--- BEGIN ---
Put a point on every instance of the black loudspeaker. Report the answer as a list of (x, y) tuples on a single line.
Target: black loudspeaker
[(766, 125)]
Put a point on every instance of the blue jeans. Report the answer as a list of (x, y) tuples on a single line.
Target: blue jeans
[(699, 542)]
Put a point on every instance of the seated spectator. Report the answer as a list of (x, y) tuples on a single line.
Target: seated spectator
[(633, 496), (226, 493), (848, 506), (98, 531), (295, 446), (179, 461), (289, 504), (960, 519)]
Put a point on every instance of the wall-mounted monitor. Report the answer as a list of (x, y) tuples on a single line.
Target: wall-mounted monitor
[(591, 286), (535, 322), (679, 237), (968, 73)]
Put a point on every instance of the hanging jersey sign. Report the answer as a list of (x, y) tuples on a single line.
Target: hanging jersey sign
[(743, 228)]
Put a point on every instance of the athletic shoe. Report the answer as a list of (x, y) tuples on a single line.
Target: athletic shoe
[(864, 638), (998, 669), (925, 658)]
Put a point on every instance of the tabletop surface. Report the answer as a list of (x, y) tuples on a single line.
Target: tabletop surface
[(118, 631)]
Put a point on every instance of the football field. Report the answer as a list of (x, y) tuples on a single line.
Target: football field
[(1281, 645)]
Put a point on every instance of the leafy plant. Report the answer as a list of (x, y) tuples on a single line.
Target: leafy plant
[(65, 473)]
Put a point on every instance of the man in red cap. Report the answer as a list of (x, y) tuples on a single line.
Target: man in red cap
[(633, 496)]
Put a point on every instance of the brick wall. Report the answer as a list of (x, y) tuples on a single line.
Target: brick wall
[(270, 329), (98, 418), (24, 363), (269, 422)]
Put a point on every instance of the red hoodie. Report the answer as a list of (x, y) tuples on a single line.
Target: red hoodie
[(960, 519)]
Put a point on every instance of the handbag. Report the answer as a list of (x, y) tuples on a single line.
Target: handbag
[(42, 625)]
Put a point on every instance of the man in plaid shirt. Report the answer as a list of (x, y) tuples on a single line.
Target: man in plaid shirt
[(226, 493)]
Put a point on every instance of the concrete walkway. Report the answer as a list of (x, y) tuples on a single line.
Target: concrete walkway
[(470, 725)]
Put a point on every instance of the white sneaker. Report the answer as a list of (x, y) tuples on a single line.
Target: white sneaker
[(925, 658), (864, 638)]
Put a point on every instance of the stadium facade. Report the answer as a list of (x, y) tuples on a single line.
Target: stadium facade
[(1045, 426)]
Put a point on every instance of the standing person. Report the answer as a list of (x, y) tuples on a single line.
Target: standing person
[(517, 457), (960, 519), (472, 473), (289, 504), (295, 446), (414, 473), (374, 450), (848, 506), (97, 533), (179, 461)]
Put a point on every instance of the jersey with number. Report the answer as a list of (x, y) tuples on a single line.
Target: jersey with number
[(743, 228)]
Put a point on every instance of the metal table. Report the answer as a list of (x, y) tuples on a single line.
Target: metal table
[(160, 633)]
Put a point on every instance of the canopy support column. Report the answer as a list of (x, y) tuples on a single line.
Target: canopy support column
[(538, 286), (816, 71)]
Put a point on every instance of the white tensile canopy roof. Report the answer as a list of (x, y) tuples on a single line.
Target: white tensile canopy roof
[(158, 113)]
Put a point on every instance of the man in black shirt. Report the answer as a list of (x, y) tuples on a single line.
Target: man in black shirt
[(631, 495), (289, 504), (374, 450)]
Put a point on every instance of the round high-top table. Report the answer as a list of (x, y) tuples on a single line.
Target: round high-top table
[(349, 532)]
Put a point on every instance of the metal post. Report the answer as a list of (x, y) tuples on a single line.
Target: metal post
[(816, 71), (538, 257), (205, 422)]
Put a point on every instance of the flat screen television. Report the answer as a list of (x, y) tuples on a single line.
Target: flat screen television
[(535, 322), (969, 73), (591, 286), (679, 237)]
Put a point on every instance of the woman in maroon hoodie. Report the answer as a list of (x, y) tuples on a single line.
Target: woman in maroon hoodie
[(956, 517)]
--- END ---
Requirement: Reproduce the listing above, starting at its beginning and ending at the line containing "[(226, 493)]", with both ends included. Keep every request line unchanged, and shift each coordinate in the answers by adding 149 to both its x and y values.

Written response:
Put a point on every instance of the black loudspeaker. Report the answer as a list of (x, y) tuples on a single line.
Target: black loudspeaker
[(915, 274)]
Put a point on every instance of the blue jeans. Report the answer as a list of (x, y) tuples on a single line.
Target: blue jeans
[(848, 691)]
Put a point on every instance of the seated spectator. Report the answer as a list of (x, y) tuples on a single line.
Target: seated spectator
[(782, 645), (375, 642), (997, 655), (247, 680), (444, 595), (328, 610), (438, 653), (1109, 668)]
Put a point on every instance of the wall-mounted monitor. Report the answer as a list of (x, y) tuples on a single line.
Target: wall-mounted monitor
[(740, 435), (684, 471), (828, 386), (1117, 222)]
Put a point on every instance of the hanging jersey sign. Report the answer as a list of (x, y) tuples on a single line.
Target: hanging jersey sign
[(892, 377)]
Put a point on every instance of the athletic shoe. Report the answer as a list of (x, y) tuples on a single line.
Target: athletic shoe
[(1013, 787), (1147, 818), (1074, 807)]
Put a point on every instance of the tabletop surface. Report the answer as a list of (x, y) tuples on a single line.
Target: tabletop surface
[(267, 780)]
Put a point on every instance of the football field. Report the answer as a list of (x, y) tuples on a single line.
Target: football field
[(1430, 794)]
Put a point on every instance of the leafy plant. Report the answer as a list of (x, y) tuples on a single line.
Target: leafy plant
[(214, 622)]
Put a point on every instance of the man in red cap. Report the answer as a list of (x, y) tuples on a single line.
Target: man in red cap
[(782, 645)]
Put a point on every instance of the brick wall. Report the answer as a list of (x, y) tuples on a single line.
Target: brick wall
[(419, 478), (247, 567), (173, 512), (418, 571)]
Put a point on every instance of the red hoodie. Report the answer as a list of (x, y) tuples on a single line.
Target: red hoodie
[(1109, 668)]
Put a point on every instance of the handbag. Report the answer as a list of (x, y) tuples on a single line.
Target: handbag
[(191, 774)]
Put a point on every instance of the man in plaid shirt. Report the answer as a list of (x, y) tuples on a single line.
Target: man in plaid shirt
[(375, 642)]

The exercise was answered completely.